EXTRACT PROVIDED:
>>>>

Now, he is saying the same about 2024. Though it's hard to imagine that an indicted alleged felon would be repeating anything even remotely similar to his alleged crime, it was also hard in the fall of 2020 to contemplate any president doing what he ultimately did.
Meantime, his closest opponent who is pretty far behind, Ron DeSantis continued his staff shake up today, now replacing his campaign manager.
So there's a lot to get to. We'll show you what else Trump said in New Hampshire, but first quickly, CNN's Paula Reid on the legal maneuvering today.
So, what's expected to happen Friday morning in DC federal court?
PAULA REID, CNN SENIOR LEGAL AFFAIRS CORRESPONDENT: Anderson, this is a significant hearing because this is the first time that Trump's defense attorneys and special counsel prosecutors will appear before Judge Tanya Chutkan.
The last hearing was handled by a magistrate judge and Chutkan is the one who is going to handle all of the hearings up until a likely trial.
Now on Friday, both sides will have the opportunity to make their arguments about what they think the rules should look like in this case for handling and publicly sharing any sensitive information.
Prosecutors want pretty broad protections or defense attorneys are seeking something more narrow, protections only for really sensitive information, which they argue would be more in line with what has happened in other January 6 cases.
Judge Chutkan has overseen dozens of cases related to January 6. She is an experienced judge, been on the bench for about a decade, and it appears, Anderson based on her scheduling order so far, she is looking to move this along pretty quickly.
COOPER: And what did the former president's team say in a court filing late today about how much time they need to prepare for trial?
REID: Well, not surprisingly, they are asking for as much time as they can possibly get. I mean, they're arguing that they have so much work to do. In their filing today, they argue they have to talk to hundreds of witnesses, go through terabytes of electronic information to prepare for this trial. Now, their long game, Anderson, is to try to push this trial until
after the 2024 election. It's the same strategy that they're applying down in Florida. It's unclear, though if they will be successful in either case, but here, they are arguing that this, just like the Mar- a-Lago documents case is complex, and they should be afforded much more time to prepare for trial.
But Judge Chutkan, as I said, she is trying to move this along quickly and she has said that she wants to set a trial date at their next hearing, which is on August 28th.
COOPER: All right, Paula Reid, thanks for the legal update.
More now on what the former president said today, why it matters. CNN's Kristen Holmes is in New Hampshire.
KRISTEN HOLMES, CNN NATIONAL CORRESPONDENT (voice over): Former President Donald Trump today attacked the special counsel while campaigning in the critical early state of New Hampshire.
TRUMP: They call him deranged Jack Smith.
HOLMES (voice over): Days after being arraigned on allegations he tried to overturn the 2020 election despite knowing he lost.
TRUMP: There was never a second of any day that I didn't believe that that election was rigged. It was a rigged election.
HOLMES (voice over): Trump slammed efforts from prosecutors to limit what evidence could be publicly shared in Trump's case.
TRUMP: I will talk about it. I will. They are not taking away my First Amendment rights.
HOLMES (voice over): As he faces increasing legal jeopardy, Trump remains the GOP frontrunner, claiming the charges would hinder his bid for the White House.
TRUMP: I'm sorry, I won't be able to go to Iowa today. I won't be able to go to New Hampshire today because I'm sitting in a courtroom on bullshit.

<<<<

WORK TO DO:
1. Reproduce verbatim the passage of the CNN transcript starting with "COOPER: All right, Paula" and going on through "of New Hampshire.".
2. According to the CNN transcript, on what date is the hearing at which Judge Chutkan wants to set a trial date?
3. Carry the CNN transcript forward from the point at which it stops.
The items placed after the CNN transcript have no role in this work.

DATA SECTION:
>>>>

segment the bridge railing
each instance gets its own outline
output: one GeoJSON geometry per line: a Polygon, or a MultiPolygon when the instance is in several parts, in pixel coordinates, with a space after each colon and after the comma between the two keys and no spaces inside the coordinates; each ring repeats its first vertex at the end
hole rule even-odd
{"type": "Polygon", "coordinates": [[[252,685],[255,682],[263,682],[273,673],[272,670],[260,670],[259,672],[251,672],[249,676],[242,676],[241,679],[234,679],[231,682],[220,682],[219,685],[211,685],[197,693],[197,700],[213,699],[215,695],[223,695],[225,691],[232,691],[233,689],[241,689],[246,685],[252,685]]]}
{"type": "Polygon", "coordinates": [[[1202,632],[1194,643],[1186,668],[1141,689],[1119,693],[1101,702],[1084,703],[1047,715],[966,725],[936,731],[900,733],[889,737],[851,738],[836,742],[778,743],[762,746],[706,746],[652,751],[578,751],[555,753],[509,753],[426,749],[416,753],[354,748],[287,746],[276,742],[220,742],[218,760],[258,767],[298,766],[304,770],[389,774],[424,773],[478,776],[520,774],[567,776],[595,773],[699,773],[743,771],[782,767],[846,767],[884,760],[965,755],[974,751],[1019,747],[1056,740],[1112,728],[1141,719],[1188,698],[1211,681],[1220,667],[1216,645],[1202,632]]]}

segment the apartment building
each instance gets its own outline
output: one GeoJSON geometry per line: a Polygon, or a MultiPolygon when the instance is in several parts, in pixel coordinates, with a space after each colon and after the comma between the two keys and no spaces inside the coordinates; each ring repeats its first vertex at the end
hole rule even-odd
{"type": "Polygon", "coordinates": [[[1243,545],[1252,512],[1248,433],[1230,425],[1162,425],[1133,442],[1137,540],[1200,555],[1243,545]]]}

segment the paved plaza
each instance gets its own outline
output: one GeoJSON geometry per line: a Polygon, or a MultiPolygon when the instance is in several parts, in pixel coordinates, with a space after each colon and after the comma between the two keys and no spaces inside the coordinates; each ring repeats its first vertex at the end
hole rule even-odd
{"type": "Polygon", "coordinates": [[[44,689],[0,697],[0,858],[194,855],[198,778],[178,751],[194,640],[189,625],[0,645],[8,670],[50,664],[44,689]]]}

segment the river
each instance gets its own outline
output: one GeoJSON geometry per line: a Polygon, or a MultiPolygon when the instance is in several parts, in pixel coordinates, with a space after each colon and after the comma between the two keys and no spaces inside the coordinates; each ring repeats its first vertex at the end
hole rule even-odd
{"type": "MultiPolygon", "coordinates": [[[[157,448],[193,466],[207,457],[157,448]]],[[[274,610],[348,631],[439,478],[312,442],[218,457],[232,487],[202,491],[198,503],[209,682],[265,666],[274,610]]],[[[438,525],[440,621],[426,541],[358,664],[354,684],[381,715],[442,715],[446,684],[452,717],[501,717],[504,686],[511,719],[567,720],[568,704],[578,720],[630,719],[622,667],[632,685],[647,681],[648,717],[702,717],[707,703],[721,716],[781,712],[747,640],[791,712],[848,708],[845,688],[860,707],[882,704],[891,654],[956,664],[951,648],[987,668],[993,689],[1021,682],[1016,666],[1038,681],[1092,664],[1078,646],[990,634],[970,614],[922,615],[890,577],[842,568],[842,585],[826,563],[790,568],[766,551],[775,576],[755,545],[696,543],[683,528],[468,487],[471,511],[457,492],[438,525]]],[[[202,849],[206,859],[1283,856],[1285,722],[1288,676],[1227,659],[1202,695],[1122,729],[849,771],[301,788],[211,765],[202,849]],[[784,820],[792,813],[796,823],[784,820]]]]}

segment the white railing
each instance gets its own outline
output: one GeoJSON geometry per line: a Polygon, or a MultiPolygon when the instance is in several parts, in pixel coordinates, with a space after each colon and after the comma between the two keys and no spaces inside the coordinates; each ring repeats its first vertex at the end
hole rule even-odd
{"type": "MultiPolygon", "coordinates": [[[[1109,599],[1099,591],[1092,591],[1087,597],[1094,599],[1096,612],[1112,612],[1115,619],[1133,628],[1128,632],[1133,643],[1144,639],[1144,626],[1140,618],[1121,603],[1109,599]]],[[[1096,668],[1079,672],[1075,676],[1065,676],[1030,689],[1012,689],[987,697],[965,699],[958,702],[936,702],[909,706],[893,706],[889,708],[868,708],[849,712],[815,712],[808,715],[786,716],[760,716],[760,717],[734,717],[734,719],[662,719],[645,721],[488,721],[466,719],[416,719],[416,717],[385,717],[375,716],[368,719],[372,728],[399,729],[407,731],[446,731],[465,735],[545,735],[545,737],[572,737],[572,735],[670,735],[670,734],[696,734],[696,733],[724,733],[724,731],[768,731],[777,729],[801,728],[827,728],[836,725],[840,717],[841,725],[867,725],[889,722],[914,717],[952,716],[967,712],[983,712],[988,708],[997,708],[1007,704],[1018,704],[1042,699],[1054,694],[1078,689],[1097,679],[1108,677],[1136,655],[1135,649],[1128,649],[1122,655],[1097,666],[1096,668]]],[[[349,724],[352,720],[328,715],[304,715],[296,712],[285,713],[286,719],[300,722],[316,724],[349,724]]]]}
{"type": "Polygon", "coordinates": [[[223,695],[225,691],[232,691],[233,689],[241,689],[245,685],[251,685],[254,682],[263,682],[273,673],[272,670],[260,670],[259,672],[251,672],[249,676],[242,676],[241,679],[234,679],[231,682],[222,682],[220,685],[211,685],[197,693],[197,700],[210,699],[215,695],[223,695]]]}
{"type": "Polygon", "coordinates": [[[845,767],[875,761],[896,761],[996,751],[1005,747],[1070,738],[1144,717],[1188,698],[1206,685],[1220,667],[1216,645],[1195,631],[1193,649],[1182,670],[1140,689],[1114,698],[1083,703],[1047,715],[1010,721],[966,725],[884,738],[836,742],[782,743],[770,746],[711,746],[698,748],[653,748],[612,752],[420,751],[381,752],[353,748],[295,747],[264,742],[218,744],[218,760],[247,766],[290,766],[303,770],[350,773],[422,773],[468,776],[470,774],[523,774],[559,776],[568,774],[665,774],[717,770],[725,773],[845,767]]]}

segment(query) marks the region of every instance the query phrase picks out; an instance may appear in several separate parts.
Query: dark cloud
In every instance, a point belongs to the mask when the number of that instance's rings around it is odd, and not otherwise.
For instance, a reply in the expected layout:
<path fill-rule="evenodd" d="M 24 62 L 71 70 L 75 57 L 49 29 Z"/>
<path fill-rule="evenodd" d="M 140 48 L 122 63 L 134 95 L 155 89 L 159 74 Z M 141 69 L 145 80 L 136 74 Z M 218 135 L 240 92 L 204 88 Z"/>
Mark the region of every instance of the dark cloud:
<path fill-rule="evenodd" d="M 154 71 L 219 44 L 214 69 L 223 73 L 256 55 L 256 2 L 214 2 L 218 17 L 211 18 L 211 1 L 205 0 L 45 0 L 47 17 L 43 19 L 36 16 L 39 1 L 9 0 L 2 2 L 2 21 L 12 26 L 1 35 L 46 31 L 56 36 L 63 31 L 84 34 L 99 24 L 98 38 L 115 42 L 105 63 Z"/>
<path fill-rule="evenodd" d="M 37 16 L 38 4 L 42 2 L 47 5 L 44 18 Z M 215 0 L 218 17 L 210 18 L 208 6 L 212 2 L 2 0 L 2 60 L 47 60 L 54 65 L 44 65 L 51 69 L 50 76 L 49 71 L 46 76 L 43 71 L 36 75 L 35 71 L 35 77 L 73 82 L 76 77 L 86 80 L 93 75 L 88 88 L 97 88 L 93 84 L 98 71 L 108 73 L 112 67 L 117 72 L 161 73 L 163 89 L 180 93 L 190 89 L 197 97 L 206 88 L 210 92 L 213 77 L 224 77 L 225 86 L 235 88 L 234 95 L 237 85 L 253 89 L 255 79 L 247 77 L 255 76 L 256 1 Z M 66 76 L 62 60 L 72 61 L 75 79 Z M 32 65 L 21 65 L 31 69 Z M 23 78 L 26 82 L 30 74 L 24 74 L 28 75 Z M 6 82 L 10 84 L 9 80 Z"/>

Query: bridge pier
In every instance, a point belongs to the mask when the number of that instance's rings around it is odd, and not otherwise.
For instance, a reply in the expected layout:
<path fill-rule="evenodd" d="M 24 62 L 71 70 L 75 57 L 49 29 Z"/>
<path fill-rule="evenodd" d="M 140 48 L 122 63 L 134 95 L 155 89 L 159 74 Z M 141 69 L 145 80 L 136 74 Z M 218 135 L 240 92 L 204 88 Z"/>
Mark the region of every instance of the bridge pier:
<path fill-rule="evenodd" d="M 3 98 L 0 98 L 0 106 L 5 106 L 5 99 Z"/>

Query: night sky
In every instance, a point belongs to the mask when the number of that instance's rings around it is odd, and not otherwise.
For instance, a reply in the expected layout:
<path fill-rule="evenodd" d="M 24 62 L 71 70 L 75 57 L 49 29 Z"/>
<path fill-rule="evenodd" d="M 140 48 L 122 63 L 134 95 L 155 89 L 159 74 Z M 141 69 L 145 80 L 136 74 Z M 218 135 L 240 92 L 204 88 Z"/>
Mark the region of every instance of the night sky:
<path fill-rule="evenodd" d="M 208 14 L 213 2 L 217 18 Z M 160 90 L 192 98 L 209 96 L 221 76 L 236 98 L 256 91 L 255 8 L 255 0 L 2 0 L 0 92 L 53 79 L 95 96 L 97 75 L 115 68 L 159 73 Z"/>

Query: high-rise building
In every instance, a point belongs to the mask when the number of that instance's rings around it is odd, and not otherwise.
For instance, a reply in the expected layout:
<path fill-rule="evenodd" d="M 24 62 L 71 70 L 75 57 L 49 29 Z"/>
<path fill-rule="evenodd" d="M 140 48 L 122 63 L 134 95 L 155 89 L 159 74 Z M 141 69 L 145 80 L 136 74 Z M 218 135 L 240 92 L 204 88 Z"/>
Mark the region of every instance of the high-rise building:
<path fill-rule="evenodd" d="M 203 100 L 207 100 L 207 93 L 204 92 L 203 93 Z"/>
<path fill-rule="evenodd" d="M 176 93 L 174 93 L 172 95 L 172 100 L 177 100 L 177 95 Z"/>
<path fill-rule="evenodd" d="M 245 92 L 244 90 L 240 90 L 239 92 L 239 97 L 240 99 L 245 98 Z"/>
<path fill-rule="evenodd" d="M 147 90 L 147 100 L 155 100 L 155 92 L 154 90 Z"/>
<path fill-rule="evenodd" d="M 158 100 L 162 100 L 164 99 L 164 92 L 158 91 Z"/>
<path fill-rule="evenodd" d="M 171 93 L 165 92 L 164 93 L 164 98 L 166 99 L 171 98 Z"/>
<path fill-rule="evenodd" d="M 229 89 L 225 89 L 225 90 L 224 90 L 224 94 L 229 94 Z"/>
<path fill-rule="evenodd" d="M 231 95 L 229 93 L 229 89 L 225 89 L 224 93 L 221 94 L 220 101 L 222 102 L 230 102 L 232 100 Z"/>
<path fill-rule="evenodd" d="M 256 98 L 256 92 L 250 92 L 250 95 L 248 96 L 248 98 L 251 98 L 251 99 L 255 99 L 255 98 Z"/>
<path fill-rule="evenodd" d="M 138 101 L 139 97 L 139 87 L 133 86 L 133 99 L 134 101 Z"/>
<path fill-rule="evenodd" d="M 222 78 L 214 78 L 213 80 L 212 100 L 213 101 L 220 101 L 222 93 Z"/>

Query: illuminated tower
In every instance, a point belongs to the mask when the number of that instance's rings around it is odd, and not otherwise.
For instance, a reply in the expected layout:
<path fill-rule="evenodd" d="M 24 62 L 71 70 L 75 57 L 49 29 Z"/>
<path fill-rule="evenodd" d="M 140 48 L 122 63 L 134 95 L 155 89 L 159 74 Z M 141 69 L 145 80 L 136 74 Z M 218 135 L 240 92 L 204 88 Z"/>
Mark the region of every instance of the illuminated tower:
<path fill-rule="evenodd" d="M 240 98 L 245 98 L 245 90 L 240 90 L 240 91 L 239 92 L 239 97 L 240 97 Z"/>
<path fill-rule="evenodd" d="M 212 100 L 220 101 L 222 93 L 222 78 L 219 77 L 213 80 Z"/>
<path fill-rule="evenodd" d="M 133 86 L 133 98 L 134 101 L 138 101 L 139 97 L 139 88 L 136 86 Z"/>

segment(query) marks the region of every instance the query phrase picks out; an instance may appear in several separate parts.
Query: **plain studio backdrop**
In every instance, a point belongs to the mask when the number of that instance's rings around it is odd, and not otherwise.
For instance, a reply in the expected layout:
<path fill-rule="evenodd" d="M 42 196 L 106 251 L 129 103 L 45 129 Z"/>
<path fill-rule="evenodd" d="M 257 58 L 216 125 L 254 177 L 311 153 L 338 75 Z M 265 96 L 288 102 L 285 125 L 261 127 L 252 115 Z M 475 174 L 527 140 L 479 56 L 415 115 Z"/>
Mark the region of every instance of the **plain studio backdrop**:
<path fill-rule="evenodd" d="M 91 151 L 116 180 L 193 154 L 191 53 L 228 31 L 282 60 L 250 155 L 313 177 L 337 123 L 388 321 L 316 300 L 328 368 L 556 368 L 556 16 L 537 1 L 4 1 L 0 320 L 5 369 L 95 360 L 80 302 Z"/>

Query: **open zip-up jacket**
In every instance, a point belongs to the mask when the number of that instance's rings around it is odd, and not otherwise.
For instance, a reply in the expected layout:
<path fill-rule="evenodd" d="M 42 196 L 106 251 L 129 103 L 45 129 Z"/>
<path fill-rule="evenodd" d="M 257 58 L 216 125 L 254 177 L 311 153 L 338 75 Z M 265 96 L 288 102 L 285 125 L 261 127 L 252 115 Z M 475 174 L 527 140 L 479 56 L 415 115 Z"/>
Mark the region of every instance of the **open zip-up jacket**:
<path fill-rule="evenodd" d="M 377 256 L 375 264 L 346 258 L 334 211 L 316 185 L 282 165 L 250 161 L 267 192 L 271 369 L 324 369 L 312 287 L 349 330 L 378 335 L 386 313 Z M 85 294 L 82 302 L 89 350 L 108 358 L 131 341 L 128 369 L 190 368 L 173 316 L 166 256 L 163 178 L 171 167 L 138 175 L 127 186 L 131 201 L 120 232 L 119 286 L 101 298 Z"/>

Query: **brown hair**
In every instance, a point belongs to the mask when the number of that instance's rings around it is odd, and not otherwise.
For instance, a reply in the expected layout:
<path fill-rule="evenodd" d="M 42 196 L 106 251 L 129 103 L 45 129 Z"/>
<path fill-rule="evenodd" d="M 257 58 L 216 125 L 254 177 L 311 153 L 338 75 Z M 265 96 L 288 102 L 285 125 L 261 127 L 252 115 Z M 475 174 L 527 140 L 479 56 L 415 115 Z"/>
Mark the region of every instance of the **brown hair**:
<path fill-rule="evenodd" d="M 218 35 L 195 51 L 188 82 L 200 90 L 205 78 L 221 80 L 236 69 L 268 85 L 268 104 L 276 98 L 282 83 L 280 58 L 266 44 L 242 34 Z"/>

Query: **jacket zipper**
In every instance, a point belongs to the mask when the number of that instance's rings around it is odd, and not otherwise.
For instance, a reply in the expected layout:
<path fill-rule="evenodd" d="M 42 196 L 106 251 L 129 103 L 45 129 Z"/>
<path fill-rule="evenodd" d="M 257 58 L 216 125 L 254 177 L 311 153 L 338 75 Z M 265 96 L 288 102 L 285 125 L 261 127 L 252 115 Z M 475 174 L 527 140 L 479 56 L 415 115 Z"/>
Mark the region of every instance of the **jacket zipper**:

<<<<

ANSWERS TO THE TASKS:
1.
COOPER: All right, Paula Reid, thanks for the legal update.
More now on what the former president said today, why it matters. CNN's Kristen Holmes is in New Hampshire.
KRISTEN HOLMES, CNN NATIONAL CORRESPONDENT (voice over): Former President Donald Trump today attacked the special counsel while campaigning in the critical early state of New Hampshire.

2. August 28th.

3.
HOLMES (voice over): Some supporters of the former president say they aren't fazed by his legal issues.
JOANE CONNERS, TRUMP SUPPORTER: I think, every time he's indicted, he gets stronger and stronger. I feel we have a two-tiered system and we need to go back to a one-tiered system.
HOLMES (voice over): Trump's rivals also hit the trail in the Granite State Tuesday as they seek to gain traction with GOP voters. As his campaign seeks a reboot, Florida Governor Ron DeSantis,
replaced his campaign manager, part of a continued shake up of his team, and with a little more than two weeks until the first GOP debate in Milwaukee, former Vice President Mike Pence has qualified to take the stage.
Trump has still not decided if he'll participate in the debate and has been polling his allies and supporters.
TRUMP: Should I do the debate?
Well, maybe we'll do something else. You know, see, some people say yes, but they hate to say it because it doesn't make sense.
COOPER: Kristen, what did the former president say about potentially being indicted on election interference charges in Fulton County, Georgia?
HOLMES: Well, Anderson, he used the opportunity to attack the district attorney, Fani Willis, saying that she was a racist. She was only doing this, launching this investigation, potentially bringing these charges because she aspired to a higher political office, and of course, he said what he said time and time again, that it was perfect.
His behavior in Georgia was perfect. The phone call asking the secretary of State to find votes was a perfect phone call, but I will note one thing, Anderson, I heard a defense tonight that I hadn't heard from him that directly before when it related to Georgia. It's something that his lawyers have said in the January 6 case.
He said that it was everything within his right to ask questions, to question the results of the 2020 election in Georgia and that's all he was doing. Of course, that's something now we have heard his lawyers saying in the January 6th case, that that's all he was doing was questioning the results of the election.
So clearly some indication that that will be what that defense looks like as well -- Anderson.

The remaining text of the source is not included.